- Given text:
════════════════

Personal information
- Date of birth: 20 September 1968 (age 57)
- Place of birth: Wath-on-Dearne, England
- Height: 1.88 m (6 ft 2 in)
- Position: Goalkeeper

Senior career*
- Years: Team / Apps / (Gls)
- 1987–1988: Sheffield United / 0 / (0)
- 1988–1995: Leyton Orient / 176 / (0)
- 1992: → Coventry City (loan) / 2 / (0)
- 1992: → Crystal Palace (loan) / 0 / (0)
- 1994: → Swindon Town / 2 / (0)
- 1995–2004: Wimbledon / 38 / (0)
- 2002: → Sheffield Wednesday (loan) / 5 / (0)
- 2004–2005: Milton Keynes Dons / 0 / (0)
- Total:  / 223 / (0)

= Paul Heald =

English footballer (born 1968)

Paul Heald (born 20 September 1968 in Wath-on-Dearne) is a former professional footballer who played as a goalkeeper for Milton Keynes Dons, Wimbledon, Leyton Orient and Sheffield United. He also had loan spells with Coventry City, Crystal Palace, Swindon Town and Sheffield Wednesday.

════════════════

- Extracted information:

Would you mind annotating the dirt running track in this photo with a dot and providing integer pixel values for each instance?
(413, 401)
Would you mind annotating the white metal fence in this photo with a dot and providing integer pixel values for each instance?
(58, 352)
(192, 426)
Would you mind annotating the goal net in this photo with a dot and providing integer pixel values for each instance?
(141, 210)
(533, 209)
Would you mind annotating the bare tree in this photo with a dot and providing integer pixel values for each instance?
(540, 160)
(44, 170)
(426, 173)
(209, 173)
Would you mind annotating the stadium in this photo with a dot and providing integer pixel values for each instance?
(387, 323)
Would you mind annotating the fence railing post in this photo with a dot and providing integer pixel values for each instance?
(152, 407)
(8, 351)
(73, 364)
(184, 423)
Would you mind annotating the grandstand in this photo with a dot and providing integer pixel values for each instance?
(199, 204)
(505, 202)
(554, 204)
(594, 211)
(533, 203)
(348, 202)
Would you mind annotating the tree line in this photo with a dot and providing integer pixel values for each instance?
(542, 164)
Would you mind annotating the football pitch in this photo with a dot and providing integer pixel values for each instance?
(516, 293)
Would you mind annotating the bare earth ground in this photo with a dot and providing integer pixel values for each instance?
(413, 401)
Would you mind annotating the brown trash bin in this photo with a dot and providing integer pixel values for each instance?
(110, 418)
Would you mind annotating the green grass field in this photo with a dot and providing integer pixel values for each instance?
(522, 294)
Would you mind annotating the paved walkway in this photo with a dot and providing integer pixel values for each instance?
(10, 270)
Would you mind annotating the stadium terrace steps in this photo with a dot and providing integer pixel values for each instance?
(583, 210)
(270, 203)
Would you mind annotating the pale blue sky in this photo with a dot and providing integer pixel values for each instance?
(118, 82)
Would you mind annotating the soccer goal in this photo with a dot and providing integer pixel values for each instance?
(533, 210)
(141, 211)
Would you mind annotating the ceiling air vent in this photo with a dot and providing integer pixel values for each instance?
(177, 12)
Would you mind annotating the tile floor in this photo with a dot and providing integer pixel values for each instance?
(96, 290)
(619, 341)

════════════════

- Work request: Continue the profile of Paul Heald from its last sentence. The entries have no connection to the profile of Paul Heald.

- Answer section:
==Playing career==
===Leyton Orient===
Heald started his career at Sheffield United in 1987 and moved on to Leyton Orient where he made a total of 176 league appearances. Heald also had loan spells at Coventry, Crystal Palace and newly promoted Swindon Town. He was one of four goalkeepers used by Swindon during their Premier League season alongside Fraser Digby, Jon Sheffield and Nick Hammond.

===Wimbledon===
In 1995 a £125,000 fee took him to the Premier League side Wimbledon, where he acted mainly as backup for first Hans Segers and then Neil Sullivan. He played a total of 38 league games for the club.

In his first season at Wimbledon he was the goalkeeper who was unable to stop Tony Yeboah's famous strike in September 1995, the goal going on to win the BBC Goal of the Season.

Heald had a brief spell on loan with Sheffield Wednesday in 2002. He stayed with Wimbledon until the club's demise and replacement with a team based in Milton Keynes in 2003. He remained a player with the new Milton Keynes Dons until his retirement in 2005.

==Coaching career==
Since retiring, Heald has continued as goalkeepers coach for Milton Keynes Dons until leaving in 2019.